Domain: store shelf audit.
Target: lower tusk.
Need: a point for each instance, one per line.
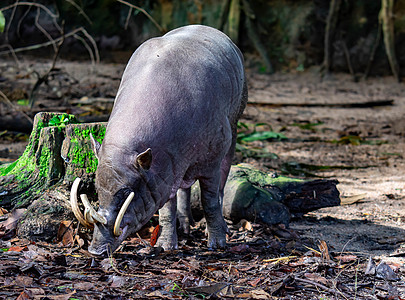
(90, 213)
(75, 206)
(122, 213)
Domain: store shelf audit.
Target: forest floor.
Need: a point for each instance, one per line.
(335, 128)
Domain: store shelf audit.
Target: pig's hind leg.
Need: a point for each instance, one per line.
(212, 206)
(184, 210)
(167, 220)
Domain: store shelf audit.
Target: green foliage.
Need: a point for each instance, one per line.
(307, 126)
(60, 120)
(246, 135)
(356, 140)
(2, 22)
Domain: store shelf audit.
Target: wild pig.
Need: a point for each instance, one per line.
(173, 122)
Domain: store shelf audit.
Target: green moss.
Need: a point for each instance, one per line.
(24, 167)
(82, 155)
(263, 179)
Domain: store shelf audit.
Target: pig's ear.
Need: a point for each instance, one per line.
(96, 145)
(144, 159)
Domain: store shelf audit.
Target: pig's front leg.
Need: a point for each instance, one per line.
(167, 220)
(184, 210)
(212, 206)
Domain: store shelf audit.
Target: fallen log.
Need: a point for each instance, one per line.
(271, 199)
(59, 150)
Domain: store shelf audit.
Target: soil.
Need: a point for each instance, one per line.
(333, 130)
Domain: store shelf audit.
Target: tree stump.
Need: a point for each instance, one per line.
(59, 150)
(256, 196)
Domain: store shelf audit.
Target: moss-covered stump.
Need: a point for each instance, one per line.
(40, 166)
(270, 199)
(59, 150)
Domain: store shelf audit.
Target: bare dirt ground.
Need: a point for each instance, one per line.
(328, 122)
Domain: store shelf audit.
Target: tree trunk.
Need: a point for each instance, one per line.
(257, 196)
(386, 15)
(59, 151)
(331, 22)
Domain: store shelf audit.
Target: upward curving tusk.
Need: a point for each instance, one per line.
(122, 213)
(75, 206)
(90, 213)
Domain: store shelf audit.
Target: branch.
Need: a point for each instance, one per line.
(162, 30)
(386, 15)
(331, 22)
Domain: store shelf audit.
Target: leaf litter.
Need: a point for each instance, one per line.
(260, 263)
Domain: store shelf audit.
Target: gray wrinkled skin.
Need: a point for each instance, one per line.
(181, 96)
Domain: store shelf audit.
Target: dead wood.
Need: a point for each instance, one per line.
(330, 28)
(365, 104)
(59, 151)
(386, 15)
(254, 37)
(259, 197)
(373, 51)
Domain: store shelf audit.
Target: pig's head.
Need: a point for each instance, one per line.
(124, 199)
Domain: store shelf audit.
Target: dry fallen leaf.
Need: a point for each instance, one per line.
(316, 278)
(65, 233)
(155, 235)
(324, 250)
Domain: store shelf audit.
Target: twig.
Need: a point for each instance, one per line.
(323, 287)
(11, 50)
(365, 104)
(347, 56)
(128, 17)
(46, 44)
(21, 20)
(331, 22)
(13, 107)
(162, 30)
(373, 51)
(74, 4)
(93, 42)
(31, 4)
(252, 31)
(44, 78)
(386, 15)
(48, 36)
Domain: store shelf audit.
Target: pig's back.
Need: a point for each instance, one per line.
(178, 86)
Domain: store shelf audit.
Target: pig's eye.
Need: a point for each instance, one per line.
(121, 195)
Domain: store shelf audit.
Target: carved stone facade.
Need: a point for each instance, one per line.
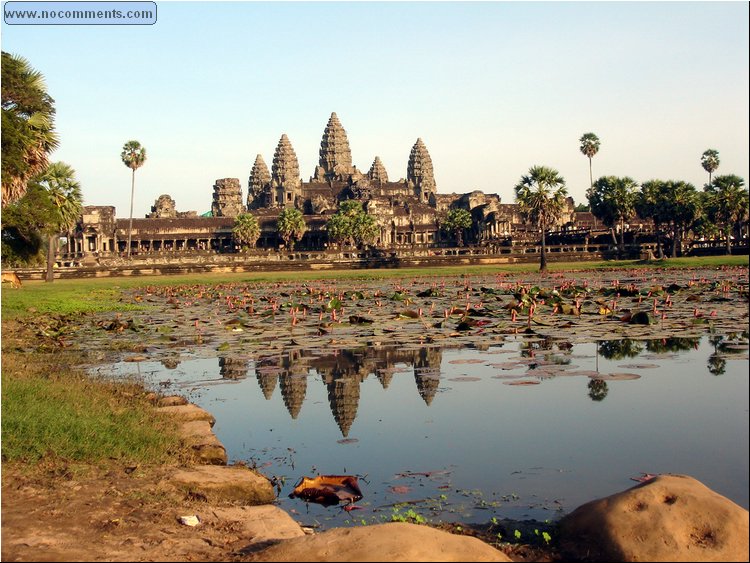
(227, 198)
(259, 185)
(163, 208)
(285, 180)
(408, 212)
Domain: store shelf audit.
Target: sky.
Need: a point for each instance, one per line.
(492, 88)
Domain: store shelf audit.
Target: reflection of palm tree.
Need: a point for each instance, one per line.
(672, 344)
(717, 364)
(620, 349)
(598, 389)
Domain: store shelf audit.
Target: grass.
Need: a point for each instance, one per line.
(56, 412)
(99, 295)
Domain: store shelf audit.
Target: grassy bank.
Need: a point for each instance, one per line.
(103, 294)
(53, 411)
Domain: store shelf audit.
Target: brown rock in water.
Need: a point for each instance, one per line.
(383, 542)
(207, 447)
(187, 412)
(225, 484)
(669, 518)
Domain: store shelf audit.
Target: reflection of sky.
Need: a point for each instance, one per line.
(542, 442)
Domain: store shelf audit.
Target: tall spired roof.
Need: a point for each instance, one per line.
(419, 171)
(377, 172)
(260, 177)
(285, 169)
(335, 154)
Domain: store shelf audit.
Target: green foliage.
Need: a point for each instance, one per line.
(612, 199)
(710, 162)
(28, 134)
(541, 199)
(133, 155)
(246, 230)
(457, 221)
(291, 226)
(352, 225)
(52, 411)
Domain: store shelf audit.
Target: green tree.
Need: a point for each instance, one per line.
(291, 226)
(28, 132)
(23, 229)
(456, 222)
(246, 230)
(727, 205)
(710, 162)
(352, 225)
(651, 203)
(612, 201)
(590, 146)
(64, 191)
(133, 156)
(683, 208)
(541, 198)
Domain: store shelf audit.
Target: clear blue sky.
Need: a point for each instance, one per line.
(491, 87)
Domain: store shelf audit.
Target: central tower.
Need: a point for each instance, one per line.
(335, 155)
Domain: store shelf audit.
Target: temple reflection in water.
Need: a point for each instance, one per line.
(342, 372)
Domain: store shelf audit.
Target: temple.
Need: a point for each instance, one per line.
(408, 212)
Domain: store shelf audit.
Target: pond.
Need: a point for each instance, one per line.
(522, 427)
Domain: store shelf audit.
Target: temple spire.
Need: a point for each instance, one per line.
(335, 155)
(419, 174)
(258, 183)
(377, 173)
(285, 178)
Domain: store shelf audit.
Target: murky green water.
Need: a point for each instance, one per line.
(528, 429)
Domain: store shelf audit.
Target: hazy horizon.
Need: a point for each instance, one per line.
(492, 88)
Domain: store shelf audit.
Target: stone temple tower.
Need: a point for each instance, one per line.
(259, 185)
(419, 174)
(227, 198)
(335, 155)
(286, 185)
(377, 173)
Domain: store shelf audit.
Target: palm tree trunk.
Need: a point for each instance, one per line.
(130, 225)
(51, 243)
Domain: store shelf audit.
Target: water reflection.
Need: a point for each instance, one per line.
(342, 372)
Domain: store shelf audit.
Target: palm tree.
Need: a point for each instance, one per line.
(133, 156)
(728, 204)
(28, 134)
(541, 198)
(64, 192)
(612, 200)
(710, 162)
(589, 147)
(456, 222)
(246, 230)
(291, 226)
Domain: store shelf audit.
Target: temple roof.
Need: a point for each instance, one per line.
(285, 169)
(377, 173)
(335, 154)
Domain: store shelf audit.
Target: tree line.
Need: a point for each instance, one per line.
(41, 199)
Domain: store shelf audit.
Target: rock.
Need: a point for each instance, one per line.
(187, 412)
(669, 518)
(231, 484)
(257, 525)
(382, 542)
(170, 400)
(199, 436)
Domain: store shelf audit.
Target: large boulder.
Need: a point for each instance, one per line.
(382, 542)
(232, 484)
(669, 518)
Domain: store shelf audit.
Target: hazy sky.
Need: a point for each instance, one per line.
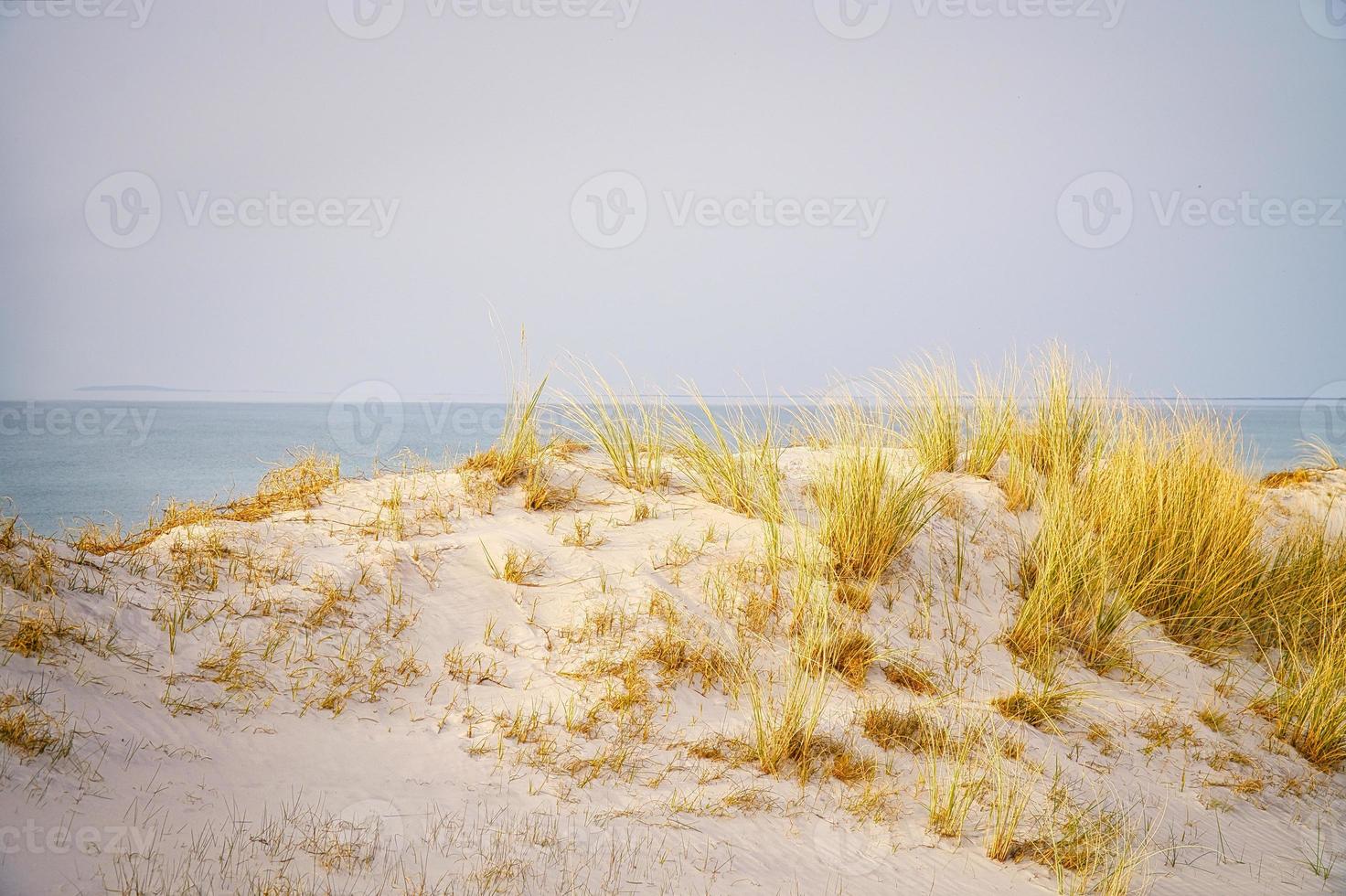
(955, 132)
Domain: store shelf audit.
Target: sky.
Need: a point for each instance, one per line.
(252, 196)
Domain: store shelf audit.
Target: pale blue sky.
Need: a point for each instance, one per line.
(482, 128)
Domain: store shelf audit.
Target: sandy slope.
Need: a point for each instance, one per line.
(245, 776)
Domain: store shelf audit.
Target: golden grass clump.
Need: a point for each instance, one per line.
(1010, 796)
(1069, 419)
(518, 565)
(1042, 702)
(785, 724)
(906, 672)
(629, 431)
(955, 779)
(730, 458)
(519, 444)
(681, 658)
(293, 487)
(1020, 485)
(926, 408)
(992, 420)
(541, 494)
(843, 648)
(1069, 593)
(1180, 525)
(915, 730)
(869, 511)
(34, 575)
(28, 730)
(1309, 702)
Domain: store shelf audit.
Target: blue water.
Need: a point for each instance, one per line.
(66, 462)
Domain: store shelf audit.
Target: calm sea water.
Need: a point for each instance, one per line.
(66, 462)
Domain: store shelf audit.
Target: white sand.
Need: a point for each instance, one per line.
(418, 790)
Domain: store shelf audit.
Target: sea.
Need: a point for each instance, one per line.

**Goal**
Gather every line of the listing above that contains the string "temple", matching its case exactly.

**In response**
Target: temple reflection in water.
Target: temple.
Target: temple spire.
Target: stone temple tower.
Target: temple roof.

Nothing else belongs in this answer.